TO DO =>
1: Answer these questions from the passage on image recognition:
(a) What does Facebook use image recognition to scan for?
(b) What has Imagga developed?
(c) What does Aipoly provide for blind people?
2: Decide whether each statement agrees with the passage on image recognition, supporting each yes or no with a quotation from it:
(a) Image recognition is steadily replacing the need for manual monitoring.
(b) Imagga's content moderation solutions are offered only to Facebook.
(c) Other tools and applications are embedding image recognition in their products and services.
3: Proceed with the passage on Facebook's image recognition, picking up after its final sentence.

READING TEXT =>
Image recognition is used by Facebook to scan for abusive, hateful and obscene content on the social media. It is steadily replacing the need for manual monitoring.

Imagga has developed its own NSFW classifier and offers content moderation solutions that can be used by any company that needs to keep tabs on large amounts of visual content.

Why Facebook’s image recognition breakthroughs matters

While Facebook uses of image recognition can be fascinating, they would not have been so important if the company was not the major player on the tech market that it is today. The significance of its machine learning for visual recognition go far beyond its immediate applications.

Facebook is irrevocably making image recognition mainstream. Other tools and applications are steadily following the example and embedding image recognition in their products and services. This trend holds potential to transform many business venues - from creative agencies and marketing companies to e-commerce businesses. Special applications like Aipoly are even pushing the boundaries and providing a way for blind people to ‘see’ the world around them.

Records from a collection =>
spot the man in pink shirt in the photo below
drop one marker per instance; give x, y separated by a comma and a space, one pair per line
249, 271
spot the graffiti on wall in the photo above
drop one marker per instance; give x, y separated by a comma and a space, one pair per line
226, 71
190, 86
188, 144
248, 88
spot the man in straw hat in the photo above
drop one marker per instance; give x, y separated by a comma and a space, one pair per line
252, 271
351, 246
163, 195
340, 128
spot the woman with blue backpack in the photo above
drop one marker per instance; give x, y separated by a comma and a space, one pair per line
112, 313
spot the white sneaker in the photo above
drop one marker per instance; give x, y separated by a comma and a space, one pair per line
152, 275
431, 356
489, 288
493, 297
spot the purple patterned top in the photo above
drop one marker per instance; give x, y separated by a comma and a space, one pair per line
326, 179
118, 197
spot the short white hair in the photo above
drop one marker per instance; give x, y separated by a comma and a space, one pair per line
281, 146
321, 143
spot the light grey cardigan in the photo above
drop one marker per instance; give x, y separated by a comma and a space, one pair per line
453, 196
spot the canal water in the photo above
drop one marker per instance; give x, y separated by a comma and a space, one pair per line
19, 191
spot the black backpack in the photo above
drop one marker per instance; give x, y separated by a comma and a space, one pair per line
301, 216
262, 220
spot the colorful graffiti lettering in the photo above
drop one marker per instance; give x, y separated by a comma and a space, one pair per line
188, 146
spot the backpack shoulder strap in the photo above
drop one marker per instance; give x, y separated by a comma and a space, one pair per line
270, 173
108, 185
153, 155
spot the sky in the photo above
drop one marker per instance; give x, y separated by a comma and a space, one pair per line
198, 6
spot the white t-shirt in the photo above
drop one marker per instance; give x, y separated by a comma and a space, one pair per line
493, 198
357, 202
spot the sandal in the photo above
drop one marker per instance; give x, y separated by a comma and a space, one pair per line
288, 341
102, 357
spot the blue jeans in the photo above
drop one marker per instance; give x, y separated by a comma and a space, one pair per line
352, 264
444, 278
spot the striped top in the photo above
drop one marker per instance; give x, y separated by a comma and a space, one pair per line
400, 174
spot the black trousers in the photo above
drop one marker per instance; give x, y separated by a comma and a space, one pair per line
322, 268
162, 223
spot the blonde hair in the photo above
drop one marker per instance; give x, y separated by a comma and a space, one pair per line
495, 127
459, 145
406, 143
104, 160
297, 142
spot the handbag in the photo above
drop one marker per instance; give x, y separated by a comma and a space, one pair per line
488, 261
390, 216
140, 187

EXPECTED OUTPUTS =>
1:
(a) Abusive, hateful and obscene content on the social media.
(b) Its own NSFW classifier.
(c) A way for them to ‘see’ the world around them.

2:
(a) Yes: "It is steadily replacing the need for manual monitoring."
(b) No: "can be used by any company that needs to keep tabs on large amounts of visual content."
(c) Yes: "Other tools and applications are steadily following the example and embedding image recognition in their products and services."

3:
In the marketing field, the popularity of image recognition can fuel enormous amounts of research about online users and overall trends. Advertisers have already realized the huge potential of Facebook’s image recognition capability. Data collected from visual analysis of shared content can inform better-targeted campaigns.

Facebook’s technology is popularizing image recognition, but it’s far from being the only player in the field. Imagga’s API powers the image recognition needs of businesses that do not want to share data with big players like Facebook and Google through its on-premise offering.

What uses of image recognition do you think will change the web and how? Share in the comments section and let’s have a talk.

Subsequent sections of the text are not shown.